**EXTRAIT CHOISI**.

________________

Toutes les époques connurent des fractures de la société qui façonnèrent l’Histoire comme la tectonique des plaques bâtit les reliefs de la terre.
Il y eut les affrontements successifs des républicains contre les monarchistes, des laïcs contre les cléricaux, des socialistes contre les maîtres de forges, des pacifistes contre les nationalistes, des démocrates et libertaires contre les fascismes, des progressistes contre les conservateurs.
Et aujourd’hui ?
Il y a les ennemis de la terre, négationnistes des devoirs de l’homme envers l’animal et la nature et nous, biocentristes.
C’est la profonde fracture de notre temps, le grand débat, l’inconciliable querelle comme le furent celles ci-dessus rappelées.
D’aucuns s’étonneraient d’une telle assertion en parlant de la « crise » économique, du chômage, de l’absence de croissance, de la notation des Etats par les agences privées constituées à cet effet, du taux d’endettement public et d’autres choses tellement sérieuses occupant nos médias.
Comme si le rapport au vivant n’était pas le plus grand défi éthique et pratique de notre époque de maîtrise quasi-absolue par notre espèce, en cette ère nouvelle que les scientifiques appellent l’anthropocène, démontrant ainsi que l’homme transforme la planète au même titre que les facteurs géologiques.
Pour une fraction de la société, l’animal demeure une chose, une marchandise, une pure occasion de profit ou pire de divertissements sadiques.
Bien sûr, tout le monde sait que l’animal est un être sensible, capable d’éprouver le principe de plaisir déplaisir, mais les habitudes servent de paravents de la mauvaise conscience.
On gave, on chasse, on égorge, on martyrise les taureaux dans l’arène, on confine des millions de porcs et de poules dans des conditions contraires à leurs exigences biologiques, mais le conformiste s’essuie la conscience sur le tapis de la tradition.
« Allons, dit le formaté : Pourquoi ne le ferais-je pas ? Tout le monde le fait et depuis si longtemps » !
Crimes des foules, petites tortures héritées des ancêtres, conditionnement social que le bon goût commande de ne pas soumettre à l’examen de l’intelligence et du cœur.
L’écologie, science des relations entre les espèces et leur milieu, risquait de contrarier les dogmes de l’anthropocentrisme et les petits intérêts sordides de divers groupes de pressions.
Ces lobbies, naguère nullement contestés et dominants, effectuent un travail remarquablement pervers de récupération et de « déminage » de l’éthique écologiste.

________________

Répondez, s'il vous plaît, à ces questions sur le passage consacré à la fracture de notre temps :
(a) Quel nom les scientifiques donnent-ils à l'ère nouvelle évoquée ?
(b) Comment l'écologie y est-elle définie ?
(c) Par qui les États sont-ils notés ?
La liste qui suit constitue un matériau distinct de l'extrait.

**LISTE FOURNIE**.
________________

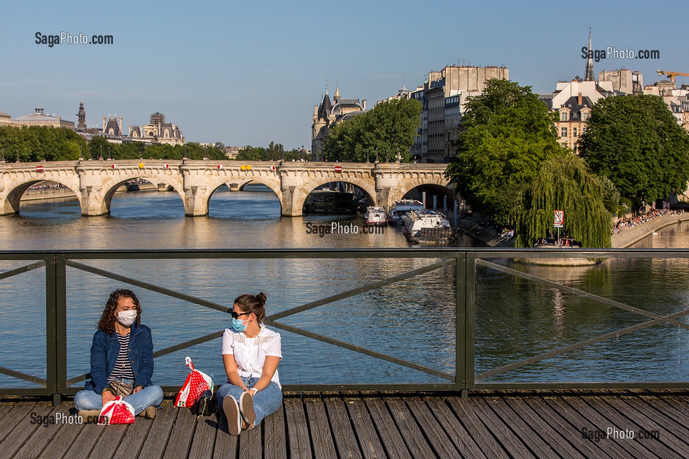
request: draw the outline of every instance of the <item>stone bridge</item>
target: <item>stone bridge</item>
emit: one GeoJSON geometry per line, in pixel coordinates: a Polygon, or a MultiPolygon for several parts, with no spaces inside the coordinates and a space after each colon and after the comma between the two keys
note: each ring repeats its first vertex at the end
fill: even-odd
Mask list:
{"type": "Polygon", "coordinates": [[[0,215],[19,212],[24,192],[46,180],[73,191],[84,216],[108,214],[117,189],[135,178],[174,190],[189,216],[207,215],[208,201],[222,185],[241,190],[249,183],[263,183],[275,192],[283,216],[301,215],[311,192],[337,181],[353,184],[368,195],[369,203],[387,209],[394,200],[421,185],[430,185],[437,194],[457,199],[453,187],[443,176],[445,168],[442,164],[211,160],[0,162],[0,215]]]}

________________

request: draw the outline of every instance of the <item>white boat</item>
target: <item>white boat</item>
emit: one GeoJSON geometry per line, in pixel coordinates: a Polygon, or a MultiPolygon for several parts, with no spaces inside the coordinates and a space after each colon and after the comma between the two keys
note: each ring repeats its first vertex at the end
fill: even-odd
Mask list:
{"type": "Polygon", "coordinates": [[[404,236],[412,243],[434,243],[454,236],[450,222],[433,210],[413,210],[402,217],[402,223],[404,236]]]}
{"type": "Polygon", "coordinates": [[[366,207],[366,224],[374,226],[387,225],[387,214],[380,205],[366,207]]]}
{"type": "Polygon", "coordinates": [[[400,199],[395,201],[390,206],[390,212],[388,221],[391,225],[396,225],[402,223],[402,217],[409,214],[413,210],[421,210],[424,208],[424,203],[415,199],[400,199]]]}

________________

**RÉSULTAT**.
(a) L'anthropocène.
(b) Comme la science des relations entre les espèces et leur milieu.
(c) Par les agences privées constituées à cet effet.